* Excerpted passage *

--------------------

Instantiating Input Parameters

All classes in this package are instantiated from an OpticsParameters and a BeamsParameters object. This section compiles a few common questions about each, starting with the former.

OpticsParameters from an xtrack.Line

The default mode to instantiate an OpticsParameters is from the TwissTable returned by an xtrack.Line.twiss call. All necessary attributes of the class are automatically filled or computed from the TwissTable object. It goes very simply as:

# Let's assume your `xtrack.Line` is already defined
twiss = line.twiss(particle_ref=p0)
optics_params = OpticsParameters(twiss)

Note

Since xibs version 0.3.0, there is a convenience method to do the above automatically for the user. It is documented in the API reference. It goes according to:

# Let's assume your `xtrack.Line` is already defined
optics_params = OpticsParameters.from_line(line)

OpticsParameters from MAD-X

For those using for instance MAD-X and looking to only use the analytical calculations of xibs without setting up a whole xtrack.Line, it is possible to instantiate the OpticsParameters from a MAD-X twiss result.

The twiss result is expected in the form of a pandas.DataFrame with all lowercase columns and values, as given by cpymad. Some additional attributes not present in MAD-X’s twiss result are expected to be provided at instantiation time, namely the revolution frequency and slip factor. These quantities can be computed from MAD-X after a twiss, as shown below:

# Let's assume your `cpymad.madx.Madx` instance is already defined
twiss = madx.twiss(centre=True).dframe()  # you want a Twiss at element centers
seq_name = madx.table.twiss.summary.sequence  # works whichever your sequence

# Compute additional required parameters: revolution frequency and slip factor
frev_hz = madx.sequence[seq_name].beam.freq0 * 1e6  # beware freq0 is in MHz
gamma_rel = madx.sequence[seq_name].beam.gamma  # relativistic gamma
gamma_tr = madx.table.summ.gammatr[0]  # transition gamma
slipfactor = (1/(gamma_tr**2)) - (1/(gamma_rel**2))  # use the xsuite convention!

# And these have to be provided as additional arguments
optics_params = OpticsParameters(twiss, slipfactor, frev_hz)

Note

Since xibs version 0.3.0, there is a convenience method to do the above automatically for the user. It is documented in the API reference.

--------------------

* What the exercise asks *
Answer these about the text on instantiating input parameters:
1. Starting with which xibs version is a convenience method available to build an OpticsParameters automatically?
2. Which two attributes must be supplied at instantiation time when starting from a MAD-X twiss result?
3. In what unit is `freq0` expressed?
The records placed after this point are separate material and have no connection to the text on instantiating input parameters.

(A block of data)
--------------------

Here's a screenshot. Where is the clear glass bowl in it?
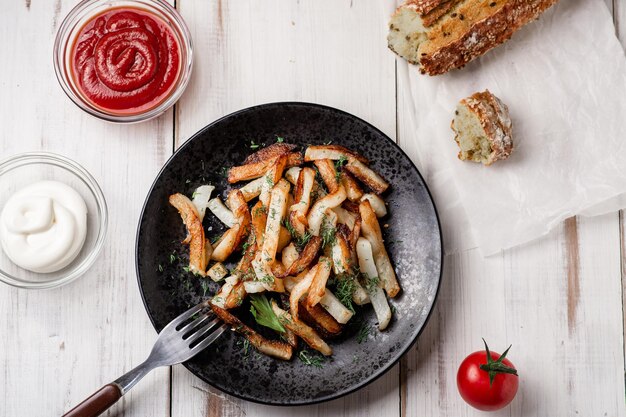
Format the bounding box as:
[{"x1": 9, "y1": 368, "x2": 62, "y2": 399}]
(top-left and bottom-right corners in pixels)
[
  {"x1": 0, "y1": 152, "x2": 108, "y2": 289},
  {"x1": 54, "y1": 0, "x2": 193, "y2": 123}
]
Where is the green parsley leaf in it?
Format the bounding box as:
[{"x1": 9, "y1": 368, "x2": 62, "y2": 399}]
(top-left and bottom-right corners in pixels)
[
  {"x1": 298, "y1": 349, "x2": 325, "y2": 368},
  {"x1": 250, "y1": 294, "x2": 285, "y2": 333},
  {"x1": 356, "y1": 323, "x2": 372, "y2": 344}
]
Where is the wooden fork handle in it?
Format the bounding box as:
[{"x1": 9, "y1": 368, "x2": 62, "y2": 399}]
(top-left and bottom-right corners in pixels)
[{"x1": 63, "y1": 383, "x2": 122, "y2": 417}]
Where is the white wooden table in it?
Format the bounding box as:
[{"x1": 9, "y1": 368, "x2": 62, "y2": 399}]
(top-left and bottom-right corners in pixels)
[{"x1": 0, "y1": 0, "x2": 626, "y2": 417}]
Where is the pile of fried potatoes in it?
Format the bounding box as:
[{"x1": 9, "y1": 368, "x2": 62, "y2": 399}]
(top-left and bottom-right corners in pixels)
[{"x1": 169, "y1": 141, "x2": 400, "y2": 360}]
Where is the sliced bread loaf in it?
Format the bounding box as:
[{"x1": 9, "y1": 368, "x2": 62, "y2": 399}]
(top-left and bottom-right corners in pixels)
[
  {"x1": 387, "y1": 0, "x2": 557, "y2": 75},
  {"x1": 450, "y1": 90, "x2": 513, "y2": 165}
]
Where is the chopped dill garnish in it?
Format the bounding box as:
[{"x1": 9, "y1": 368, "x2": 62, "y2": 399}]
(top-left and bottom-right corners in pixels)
[
  {"x1": 335, "y1": 274, "x2": 356, "y2": 313},
  {"x1": 320, "y1": 215, "x2": 337, "y2": 248},
  {"x1": 237, "y1": 337, "x2": 250, "y2": 360},
  {"x1": 365, "y1": 276, "x2": 380, "y2": 292},
  {"x1": 254, "y1": 206, "x2": 267, "y2": 216},
  {"x1": 283, "y1": 219, "x2": 312, "y2": 251},
  {"x1": 335, "y1": 155, "x2": 348, "y2": 179},
  {"x1": 250, "y1": 294, "x2": 285, "y2": 333},
  {"x1": 356, "y1": 323, "x2": 372, "y2": 344},
  {"x1": 298, "y1": 349, "x2": 325, "y2": 368}
]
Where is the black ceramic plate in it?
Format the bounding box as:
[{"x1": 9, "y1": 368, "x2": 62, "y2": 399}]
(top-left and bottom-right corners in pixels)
[{"x1": 137, "y1": 103, "x2": 442, "y2": 405}]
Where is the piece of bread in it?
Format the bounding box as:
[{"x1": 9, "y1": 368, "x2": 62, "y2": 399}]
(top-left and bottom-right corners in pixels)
[
  {"x1": 450, "y1": 90, "x2": 513, "y2": 165},
  {"x1": 387, "y1": 0, "x2": 557, "y2": 75}
]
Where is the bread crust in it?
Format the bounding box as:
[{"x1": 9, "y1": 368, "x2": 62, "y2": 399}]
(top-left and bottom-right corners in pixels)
[
  {"x1": 451, "y1": 90, "x2": 513, "y2": 165},
  {"x1": 419, "y1": 0, "x2": 557, "y2": 75},
  {"x1": 405, "y1": 0, "x2": 450, "y2": 16}
]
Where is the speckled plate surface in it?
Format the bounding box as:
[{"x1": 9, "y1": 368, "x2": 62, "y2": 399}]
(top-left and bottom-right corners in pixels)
[{"x1": 136, "y1": 103, "x2": 442, "y2": 405}]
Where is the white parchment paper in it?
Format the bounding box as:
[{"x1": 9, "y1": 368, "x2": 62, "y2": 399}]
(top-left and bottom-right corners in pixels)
[{"x1": 398, "y1": 0, "x2": 626, "y2": 255}]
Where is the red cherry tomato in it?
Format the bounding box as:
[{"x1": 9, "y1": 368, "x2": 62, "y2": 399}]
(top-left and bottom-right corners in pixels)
[{"x1": 456, "y1": 340, "x2": 519, "y2": 411}]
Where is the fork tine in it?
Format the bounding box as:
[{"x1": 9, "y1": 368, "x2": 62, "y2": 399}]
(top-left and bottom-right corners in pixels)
[
  {"x1": 179, "y1": 314, "x2": 209, "y2": 337},
  {"x1": 187, "y1": 319, "x2": 220, "y2": 345},
  {"x1": 191, "y1": 324, "x2": 228, "y2": 355},
  {"x1": 163, "y1": 303, "x2": 206, "y2": 330}
]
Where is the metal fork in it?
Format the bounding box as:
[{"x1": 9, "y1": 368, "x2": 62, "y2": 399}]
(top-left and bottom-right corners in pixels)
[{"x1": 63, "y1": 302, "x2": 228, "y2": 417}]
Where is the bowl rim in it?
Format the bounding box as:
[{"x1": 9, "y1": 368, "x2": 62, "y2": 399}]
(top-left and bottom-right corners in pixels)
[
  {"x1": 135, "y1": 101, "x2": 445, "y2": 408},
  {"x1": 0, "y1": 152, "x2": 109, "y2": 289},
  {"x1": 52, "y1": 0, "x2": 194, "y2": 124}
]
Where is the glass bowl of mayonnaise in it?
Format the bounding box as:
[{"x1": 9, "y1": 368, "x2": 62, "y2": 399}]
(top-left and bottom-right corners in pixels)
[{"x1": 0, "y1": 152, "x2": 108, "y2": 289}]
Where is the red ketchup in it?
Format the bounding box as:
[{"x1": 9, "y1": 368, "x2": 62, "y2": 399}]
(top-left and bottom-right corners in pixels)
[{"x1": 72, "y1": 8, "x2": 180, "y2": 114}]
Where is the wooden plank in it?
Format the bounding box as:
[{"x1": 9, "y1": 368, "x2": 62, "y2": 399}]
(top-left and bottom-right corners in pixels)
[
  {"x1": 0, "y1": 0, "x2": 172, "y2": 417},
  {"x1": 607, "y1": 0, "x2": 626, "y2": 48},
  {"x1": 398, "y1": 30, "x2": 626, "y2": 416},
  {"x1": 172, "y1": 0, "x2": 398, "y2": 417}
]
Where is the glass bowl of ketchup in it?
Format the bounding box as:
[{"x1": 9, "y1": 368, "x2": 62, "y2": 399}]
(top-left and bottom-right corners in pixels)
[{"x1": 54, "y1": 0, "x2": 193, "y2": 123}]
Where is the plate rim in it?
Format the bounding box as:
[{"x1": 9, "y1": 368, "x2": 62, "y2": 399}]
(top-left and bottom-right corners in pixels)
[{"x1": 135, "y1": 101, "x2": 445, "y2": 407}]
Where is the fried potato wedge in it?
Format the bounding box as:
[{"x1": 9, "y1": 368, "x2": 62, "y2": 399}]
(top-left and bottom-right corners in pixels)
[
  {"x1": 343, "y1": 158, "x2": 389, "y2": 194},
  {"x1": 307, "y1": 186, "x2": 346, "y2": 236},
  {"x1": 306, "y1": 256, "x2": 332, "y2": 307},
  {"x1": 285, "y1": 167, "x2": 302, "y2": 186},
  {"x1": 211, "y1": 190, "x2": 251, "y2": 262},
  {"x1": 207, "y1": 197, "x2": 235, "y2": 227},
  {"x1": 289, "y1": 263, "x2": 320, "y2": 320},
  {"x1": 169, "y1": 193, "x2": 209, "y2": 276},
  {"x1": 331, "y1": 233, "x2": 370, "y2": 305},
  {"x1": 339, "y1": 172, "x2": 363, "y2": 202},
  {"x1": 243, "y1": 142, "x2": 297, "y2": 165},
  {"x1": 356, "y1": 237, "x2": 391, "y2": 330},
  {"x1": 299, "y1": 302, "x2": 343, "y2": 338},
  {"x1": 210, "y1": 304, "x2": 293, "y2": 361},
  {"x1": 359, "y1": 200, "x2": 400, "y2": 297},
  {"x1": 259, "y1": 155, "x2": 289, "y2": 207},
  {"x1": 228, "y1": 152, "x2": 302, "y2": 184},
  {"x1": 206, "y1": 262, "x2": 228, "y2": 282},
  {"x1": 361, "y1": 193, "x2": 387, "y2": 218},
  {"x1": 289, "y1": 167, "x2": 315, "y2": 237},
  {"x1": 319, "y1": 289, "x2": 354, "y2": 324},
  {"x1": 276, "y1": 226, "x2": 291, "y2": 252},
  {"x1": 250, "y1": 201, "x2": 267, "y2": 248},
  {"x1": 281, "y1": 242, "x2": 300, "y2": 270},
  {"x1": 191, "y1": 185, "x2": 215, "y2": 221},
  {"x1": 272, "y1": 300, "x2": 333, "y2": 356},
  {"x1": 313, "y1": 159, "x2": 339, "y2": 193},
  {"x1": 304, "y1": 145, "x2": 369, "y2": 164},
  {"x1": 239, "y1": 177, "x2": 265, "y2": 201},
  {"x1": 261, "y1": 179, "x2": 290, "y2": 263},
  {"x1": 281, "y1": 236, "x2": 322, "y2": 278},
  {"x1": 224, "y1": 281, "x2": 247, "y2": 310},
  {"x1": 211, "y1": 275, "x2": 241, "y2": 309}
]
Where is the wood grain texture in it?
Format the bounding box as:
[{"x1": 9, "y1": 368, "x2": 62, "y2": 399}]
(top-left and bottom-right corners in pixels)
[
  {"x1": 0, "y1": 1, "x2": 172, "y2": 417},
  {"x1": 0, "y1": 0, "x2": 626, "y2": 417},
  {"x1": 398, "y1": 2, "x2": 626, "y2": 416},
  {"x1": 172, "y1": 0, "x2": 399, "y2": 417}
]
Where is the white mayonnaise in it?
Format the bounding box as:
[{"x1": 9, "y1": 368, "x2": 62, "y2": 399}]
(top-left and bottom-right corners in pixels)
[{"x1": 0, "y1": 181, "x2": 87, "y2": 273}]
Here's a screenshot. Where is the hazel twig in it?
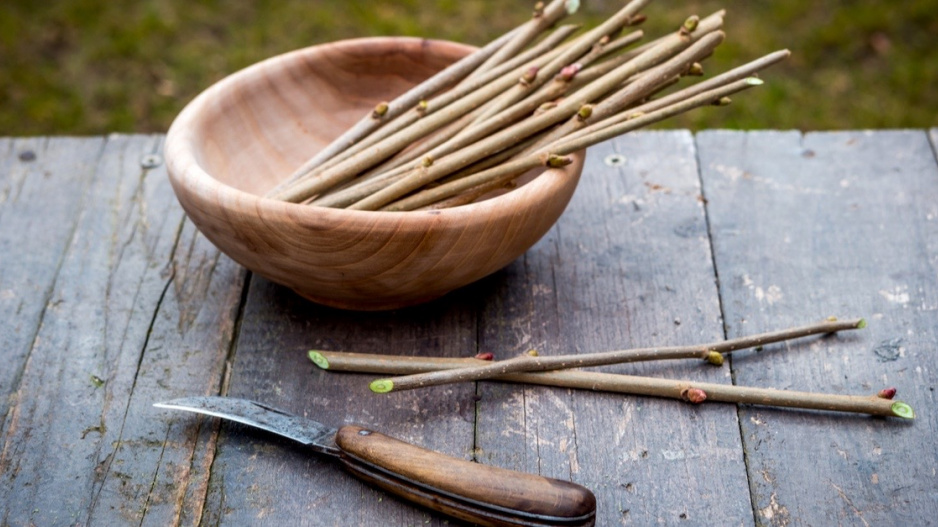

--------------------

* Task answer *
1. Version 0.3.0.
2. The revolution frequency and the slip factor.
3. MHz.